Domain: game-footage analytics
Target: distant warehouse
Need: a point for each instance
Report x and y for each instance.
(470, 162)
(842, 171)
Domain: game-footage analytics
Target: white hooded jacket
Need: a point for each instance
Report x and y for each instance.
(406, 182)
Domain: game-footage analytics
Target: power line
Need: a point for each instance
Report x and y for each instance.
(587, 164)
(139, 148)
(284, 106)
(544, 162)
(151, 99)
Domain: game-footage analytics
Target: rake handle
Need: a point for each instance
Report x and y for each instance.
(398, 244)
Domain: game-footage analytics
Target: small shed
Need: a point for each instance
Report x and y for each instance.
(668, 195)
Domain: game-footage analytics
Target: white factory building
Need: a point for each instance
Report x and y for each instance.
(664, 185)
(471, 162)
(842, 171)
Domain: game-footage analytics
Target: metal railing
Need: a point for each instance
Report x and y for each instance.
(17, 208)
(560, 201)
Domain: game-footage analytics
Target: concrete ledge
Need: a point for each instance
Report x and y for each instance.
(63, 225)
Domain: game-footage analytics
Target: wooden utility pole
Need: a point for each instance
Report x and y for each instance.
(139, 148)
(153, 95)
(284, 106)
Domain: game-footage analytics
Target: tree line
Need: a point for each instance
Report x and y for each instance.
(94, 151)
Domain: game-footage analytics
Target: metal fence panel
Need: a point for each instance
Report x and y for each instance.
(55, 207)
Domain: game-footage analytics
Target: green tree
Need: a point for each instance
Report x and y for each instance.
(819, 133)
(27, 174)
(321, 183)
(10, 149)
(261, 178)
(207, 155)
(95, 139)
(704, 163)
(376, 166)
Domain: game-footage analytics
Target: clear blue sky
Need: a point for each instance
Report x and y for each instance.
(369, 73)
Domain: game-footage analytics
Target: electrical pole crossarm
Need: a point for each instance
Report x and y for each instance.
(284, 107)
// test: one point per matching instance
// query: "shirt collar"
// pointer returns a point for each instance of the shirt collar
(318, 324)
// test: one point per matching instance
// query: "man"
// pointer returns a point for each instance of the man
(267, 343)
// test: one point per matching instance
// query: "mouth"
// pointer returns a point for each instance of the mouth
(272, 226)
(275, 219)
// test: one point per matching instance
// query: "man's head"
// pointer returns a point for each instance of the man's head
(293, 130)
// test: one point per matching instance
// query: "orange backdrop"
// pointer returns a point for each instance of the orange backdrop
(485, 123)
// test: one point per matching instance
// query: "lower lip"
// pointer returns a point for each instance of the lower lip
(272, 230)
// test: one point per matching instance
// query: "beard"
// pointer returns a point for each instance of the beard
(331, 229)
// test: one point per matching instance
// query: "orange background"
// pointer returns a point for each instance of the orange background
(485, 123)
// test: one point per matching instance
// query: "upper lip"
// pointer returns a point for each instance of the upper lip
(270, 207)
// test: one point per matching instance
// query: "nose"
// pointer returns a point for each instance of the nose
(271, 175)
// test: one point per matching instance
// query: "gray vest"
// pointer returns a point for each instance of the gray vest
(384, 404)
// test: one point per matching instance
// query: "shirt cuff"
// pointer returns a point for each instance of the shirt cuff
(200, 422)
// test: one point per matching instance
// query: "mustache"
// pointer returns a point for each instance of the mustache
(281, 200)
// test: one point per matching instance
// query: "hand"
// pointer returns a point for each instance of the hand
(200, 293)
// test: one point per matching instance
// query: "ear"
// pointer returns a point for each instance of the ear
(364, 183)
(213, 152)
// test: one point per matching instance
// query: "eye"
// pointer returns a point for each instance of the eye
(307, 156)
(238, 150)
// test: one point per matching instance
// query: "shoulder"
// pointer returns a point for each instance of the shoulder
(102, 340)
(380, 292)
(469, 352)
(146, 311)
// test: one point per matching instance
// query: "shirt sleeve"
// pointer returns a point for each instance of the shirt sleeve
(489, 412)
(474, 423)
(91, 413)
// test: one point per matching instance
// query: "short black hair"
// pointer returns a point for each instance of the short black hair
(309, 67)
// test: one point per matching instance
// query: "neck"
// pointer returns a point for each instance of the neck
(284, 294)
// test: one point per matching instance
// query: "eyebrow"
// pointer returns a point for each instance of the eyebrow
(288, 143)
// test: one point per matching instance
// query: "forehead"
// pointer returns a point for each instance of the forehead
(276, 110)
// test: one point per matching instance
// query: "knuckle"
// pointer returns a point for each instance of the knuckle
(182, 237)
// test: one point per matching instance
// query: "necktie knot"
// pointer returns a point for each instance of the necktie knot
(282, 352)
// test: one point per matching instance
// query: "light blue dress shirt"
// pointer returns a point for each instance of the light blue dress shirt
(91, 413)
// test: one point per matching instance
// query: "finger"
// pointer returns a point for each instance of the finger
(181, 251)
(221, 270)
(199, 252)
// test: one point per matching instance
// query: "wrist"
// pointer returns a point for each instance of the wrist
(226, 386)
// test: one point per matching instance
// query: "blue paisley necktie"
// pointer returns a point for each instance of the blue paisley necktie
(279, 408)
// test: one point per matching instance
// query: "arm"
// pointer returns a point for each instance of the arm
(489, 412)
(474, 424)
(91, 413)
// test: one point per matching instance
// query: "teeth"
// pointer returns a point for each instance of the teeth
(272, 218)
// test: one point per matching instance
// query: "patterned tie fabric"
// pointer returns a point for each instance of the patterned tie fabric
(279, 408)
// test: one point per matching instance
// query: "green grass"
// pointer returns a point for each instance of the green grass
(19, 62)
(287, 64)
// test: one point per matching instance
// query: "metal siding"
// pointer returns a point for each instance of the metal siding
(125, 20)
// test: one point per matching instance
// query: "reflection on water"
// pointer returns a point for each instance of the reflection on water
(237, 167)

__TASK INSTRUCTIONS__: Please find all lines of the entries that hold the string "white" and copy them.

__REPLY__:
Target: white hooded jacket
Target: white factory building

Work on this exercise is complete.